== Texte présenté ==
* * * * * * *

Bonjour mon cher petit homme. M’aimez-vous un peu ce matin ? Je vous aime de toutes mes forces, moi. Je croyais que vous viendriez cette nuit. Il paraît que j’avais compté sans mon AUTRE. Je ne sais pas si c’est une idée, mais il me semble que j’ai moins mal à la tête ce matin. Quel beau temps pour se mettre en route ! Avouez que vous êtes bien bête de n’en pas profiter. Les obstacles, les obstacles, on les lève. Oh ! tu n’es embarrassé de rien, toia. Je ne sais pas ce que tu ne ferais pas quand tu veux une chose [1]. Avouez cela et buvez de l’eau [2]. Vous resterez chez vous à moisir et à rancir. Hou ! Cependant je sais très bien le latin, témoin : [PLUS GULVA com coin diam [3]  ?]. Ça n’empêche pas que vous me laissez là à vieillir dans mon coin. Les hommes sont des ingrats et vous plus que tous les autres.

* * * * * * *

== Série d'exercices ==
(a) Réécrivez plus brièvement le paragraphe de la lettre ci-dessus qui commence par « Bonjour mon cher petit homme », en conservant ses faits principaux.
(b) Donnez la suite de la lettre en partant de sa dernière phrase.

== Données sources ==
* * * * * * *

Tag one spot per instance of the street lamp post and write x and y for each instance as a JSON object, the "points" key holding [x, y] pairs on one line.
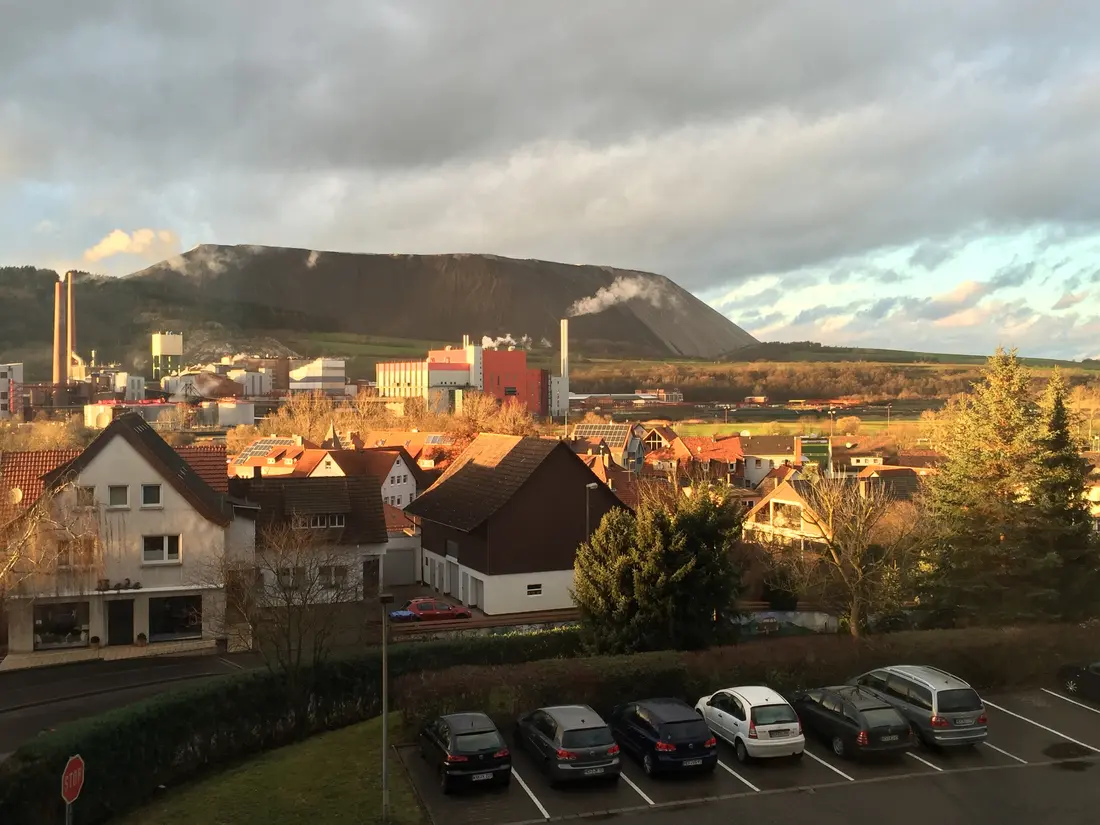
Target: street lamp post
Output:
{"points": [[385, 600], [587, 508]]}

* * * * * * *

== Réponses dans l'ordre ==
(a) Bonjour mon cher petit homme. Je vous aime de toutes mes forces et j'espérais votre venue cette nuit, mais votre AUTRE l'a empêchée. Ce matin, j'ai un peu moins mal à la tête. Il fait un temps idéal pour se mettre en route et vous avez tort de ne pas en profiter : les obstacles se lèvent, et vous ne reculez devant rien quand vous voulez une chose. Pourtant vous resterez chez vous à moisir, et moi je vieillis dans mon coin. Les hommes sont des ingrats, et vous plus que tous les autres.

(b)
Je vous aime mon Toto, ce n’est pas la première fois que je vous le dis et ce ne sera pas la dernière je l’espère. Je voudrais bien en attendant la campagne que vous me donnassiez un petit morceau de bonheur, comme par exemple quelques heures à la campagne. Je ne comprends pas pourquoi tu ne veux pas faire de dîner à bon MARCHÉ ensemble. Cependant tu en fais bien, toi, moi j’en fais, il me semble qu’il n’en coûterait pas plus de réunir nos bons MARCHÉS dans un [4]. Ce serait si gentil et si doux que ça seulement devrait te déterminer. J’ai vraiment besoin de vivre un peu de la vie réelle avec toi. Je t’aime, vois-tu.

Juliette

BnF, Mss, NAF 16331, f. 105-106
Transcription de Sylviane Robardey-Eppstein


a) Nous avons enlevé un « de » involontaire devant « toi ».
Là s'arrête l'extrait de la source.